# START OF DATA RECORDS

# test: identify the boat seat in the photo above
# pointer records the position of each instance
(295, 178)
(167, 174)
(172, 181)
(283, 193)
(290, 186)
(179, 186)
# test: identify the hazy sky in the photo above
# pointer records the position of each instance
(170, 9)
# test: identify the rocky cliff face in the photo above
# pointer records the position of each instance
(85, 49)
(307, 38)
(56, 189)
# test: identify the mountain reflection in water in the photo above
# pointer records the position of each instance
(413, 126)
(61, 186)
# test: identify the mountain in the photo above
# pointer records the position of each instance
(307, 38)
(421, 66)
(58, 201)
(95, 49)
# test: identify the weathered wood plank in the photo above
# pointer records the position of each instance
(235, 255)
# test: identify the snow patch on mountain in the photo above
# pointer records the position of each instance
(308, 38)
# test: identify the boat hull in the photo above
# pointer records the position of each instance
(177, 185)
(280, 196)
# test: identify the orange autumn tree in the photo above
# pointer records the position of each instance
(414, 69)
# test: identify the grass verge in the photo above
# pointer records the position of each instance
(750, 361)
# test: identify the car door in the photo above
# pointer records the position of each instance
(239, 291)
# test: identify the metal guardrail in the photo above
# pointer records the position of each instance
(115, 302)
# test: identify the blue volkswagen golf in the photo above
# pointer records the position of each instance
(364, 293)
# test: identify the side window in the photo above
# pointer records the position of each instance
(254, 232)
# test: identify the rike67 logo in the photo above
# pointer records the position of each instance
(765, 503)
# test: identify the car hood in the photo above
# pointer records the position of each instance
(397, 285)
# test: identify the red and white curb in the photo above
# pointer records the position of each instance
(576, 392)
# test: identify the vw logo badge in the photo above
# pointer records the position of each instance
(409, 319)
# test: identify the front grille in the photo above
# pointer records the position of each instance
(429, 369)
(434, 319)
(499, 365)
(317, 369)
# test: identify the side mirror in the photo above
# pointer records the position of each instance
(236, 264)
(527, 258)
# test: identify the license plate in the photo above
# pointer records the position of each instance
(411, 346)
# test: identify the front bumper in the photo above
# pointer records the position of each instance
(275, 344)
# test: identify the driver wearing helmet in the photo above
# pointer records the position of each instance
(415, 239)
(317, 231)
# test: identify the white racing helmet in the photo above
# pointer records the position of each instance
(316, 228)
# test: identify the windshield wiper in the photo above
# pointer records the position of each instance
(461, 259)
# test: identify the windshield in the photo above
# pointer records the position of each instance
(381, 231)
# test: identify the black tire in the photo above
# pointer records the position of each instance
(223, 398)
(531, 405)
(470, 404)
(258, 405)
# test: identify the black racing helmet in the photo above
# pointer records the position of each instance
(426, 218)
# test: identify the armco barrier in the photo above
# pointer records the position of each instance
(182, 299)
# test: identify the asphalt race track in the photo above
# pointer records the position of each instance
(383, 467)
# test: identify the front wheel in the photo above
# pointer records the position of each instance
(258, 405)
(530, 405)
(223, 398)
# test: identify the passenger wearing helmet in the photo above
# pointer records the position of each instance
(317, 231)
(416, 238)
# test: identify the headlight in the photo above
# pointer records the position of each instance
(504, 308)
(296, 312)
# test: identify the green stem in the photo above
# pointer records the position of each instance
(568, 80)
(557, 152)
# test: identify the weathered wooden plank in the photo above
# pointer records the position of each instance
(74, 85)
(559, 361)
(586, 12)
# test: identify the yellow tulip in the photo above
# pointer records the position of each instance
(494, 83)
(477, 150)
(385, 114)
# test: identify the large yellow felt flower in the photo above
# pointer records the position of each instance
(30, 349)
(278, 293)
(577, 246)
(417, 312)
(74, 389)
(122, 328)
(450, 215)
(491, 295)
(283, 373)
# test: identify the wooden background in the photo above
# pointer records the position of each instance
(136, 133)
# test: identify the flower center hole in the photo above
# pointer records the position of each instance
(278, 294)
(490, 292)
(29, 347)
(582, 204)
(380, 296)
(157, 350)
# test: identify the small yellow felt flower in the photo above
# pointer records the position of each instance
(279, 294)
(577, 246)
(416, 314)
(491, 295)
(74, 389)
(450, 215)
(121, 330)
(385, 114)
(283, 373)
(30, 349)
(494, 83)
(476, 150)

# END OF DATA RECORDS

Copy the rows from the line containing "# test: identify the wooden" through the end of the rows, putting "fabric" in place of "felt" and leaving everything else the same.

RIGHT ANSWER:
# test: identify the wooden background in the photo above
# pointer records the position of each instance
(136, 133)
# test: identify the flower center hole in the photo above
# pointer records the position of each instance
(278, 294)
(490, 292)
(29, 347)
(582, 204)
(380, 296)
(157, 350)
# test: identify the small yellow fabric flower in the photo above
# pointer records the position of each instance
(279, 294)
(577, 246)
(416, 314)
(491, 295)
(74, 389)
(450, 215)
(121, 330)
(385, 114)
(283, 373)
(30, 349)
(494, 83)
(476, 150)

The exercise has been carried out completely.